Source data

- - - - - - -

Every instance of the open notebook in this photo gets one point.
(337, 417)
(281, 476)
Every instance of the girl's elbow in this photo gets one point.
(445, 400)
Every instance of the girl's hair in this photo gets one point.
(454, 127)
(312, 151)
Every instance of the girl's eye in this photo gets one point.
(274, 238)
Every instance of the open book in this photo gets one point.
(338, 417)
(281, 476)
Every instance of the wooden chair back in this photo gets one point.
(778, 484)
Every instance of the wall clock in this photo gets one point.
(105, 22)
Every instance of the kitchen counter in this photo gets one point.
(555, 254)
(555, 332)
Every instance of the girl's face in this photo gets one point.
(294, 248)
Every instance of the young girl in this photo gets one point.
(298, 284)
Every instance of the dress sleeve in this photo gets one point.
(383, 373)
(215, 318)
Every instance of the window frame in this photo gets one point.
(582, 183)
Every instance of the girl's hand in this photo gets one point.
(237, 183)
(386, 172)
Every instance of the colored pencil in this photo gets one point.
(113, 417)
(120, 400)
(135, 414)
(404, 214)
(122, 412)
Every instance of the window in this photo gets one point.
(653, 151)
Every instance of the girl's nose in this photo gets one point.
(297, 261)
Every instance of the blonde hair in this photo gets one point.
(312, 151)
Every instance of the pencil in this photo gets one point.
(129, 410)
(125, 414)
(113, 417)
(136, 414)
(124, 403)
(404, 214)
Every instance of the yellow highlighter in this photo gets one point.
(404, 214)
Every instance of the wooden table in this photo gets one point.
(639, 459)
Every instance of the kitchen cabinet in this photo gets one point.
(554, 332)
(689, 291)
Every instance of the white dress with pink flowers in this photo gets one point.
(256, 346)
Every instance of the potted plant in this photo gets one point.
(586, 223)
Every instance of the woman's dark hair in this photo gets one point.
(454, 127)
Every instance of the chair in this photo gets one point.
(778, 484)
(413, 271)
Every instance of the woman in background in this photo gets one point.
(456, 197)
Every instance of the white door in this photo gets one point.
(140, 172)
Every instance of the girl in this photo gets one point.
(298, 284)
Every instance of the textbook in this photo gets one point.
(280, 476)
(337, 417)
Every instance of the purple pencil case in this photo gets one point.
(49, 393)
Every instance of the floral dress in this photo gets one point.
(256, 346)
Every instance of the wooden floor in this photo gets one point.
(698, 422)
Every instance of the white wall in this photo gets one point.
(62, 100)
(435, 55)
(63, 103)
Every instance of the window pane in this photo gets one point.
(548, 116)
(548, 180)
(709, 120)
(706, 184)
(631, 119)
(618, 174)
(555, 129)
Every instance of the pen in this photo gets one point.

- - - - - - -

Task directions: Retype all of the entries shown above, exactly.

Answer area:
Every instance of the open notebook in this photo gets one point.
(337, 417)
(281, 476)
Every instance of the girl's elbow in this photo gets one point.
(445, 400)
Every instance of the girl's hair in this photo gets one point.
(454, 127)
(312, 151)
Every instance of the girl's eye in this photo gets one point.
(274, 238)
Every instance of the open book in this photo gets one point.
(338, 417)
(281, 476)
Every instance of the wooden chair back in this photo gets one point.
(778, 484)
Every instance of the wall clock in this photo gets one point.
(105, 22)
Every instance of the kitchen counter in this photo gets one point.
(555, 254)
(555, 332)
Every instance of the girl's face in this photo gets one point.
(294, 248)
Every instance of the young girl in this photo gets one point.
(298, 284)
Every instance of the dress sleeve in this photo gets one point.
(383, 373)
(215, 318)
Every instance of the window frame in this photo gets one point.
(582, 183)
Every instance of the girl's hand in this photo gets one point.
(237, 183)
(386, 172)
Every instance of the colored pencil in this photo gets one point.
(113, 417)
(120, 400)
(135, 414)
(404, 214)
(122, 412)
Every instance of the window in this photo gets one point.
(653, 151)
Every instance of the girl's nose in this photo gets one point.
(297, 261)
Every instance of the blonde hair in this photo gets one point.
(312, 151)
Every instance of the pencil in this photo gets one point.
(129, 410)
(125, 414)
(113, 417)
(136, 414)
(124, 403)
(404, 214)
Every instance of the yellow highlighter in this photo gets one point.
(404, 214)
Every instance of the wooden table in this photo gets one point.
(639, 459)
Every instance of the kitchen cabinet in this photo gets one point.
(554, 332)
(689, 291)
Every instance of the white dress with pink flowers in this photo gets one point.
(256, 346)
Every instance of the potted plant in this photo gets one point.
(586, 223)
Every instance of the woman's dark hair in this photo gets one point.
(454, 127)
Every instance of the chair in this photo gets one point.
(778, 484)
(413, 271)
Every instance of the woman in background in this photo gets one point.
(456, 197)
Every instance of the white door in this photo gets one point.
(140, 172)
Every instance of the girl in this photo gets one point.
(298, 284)
Every instance of the textbook in this photo gets one point.
(280, 476)
(337, 417)
Every instance of the purple pencil case in this photo gets one point.
(49, 393)
Every instance of the floral dress in this photo gets one point.
(256, 346)
Every instance of the wooden floor in this photo gets one point.
(698, 422)
Every instance of the white wall in this photo gets one point.
(62, 100)
(435, 55)
(63, 103)
Every instance of the window pane in this photo gets one point.
(548, 116)
(548, 180)
(709, 120)
(706, 184)
(631, 119)
(618, 174)
(555, 129)
Every instance of the pen in this photo gets one point.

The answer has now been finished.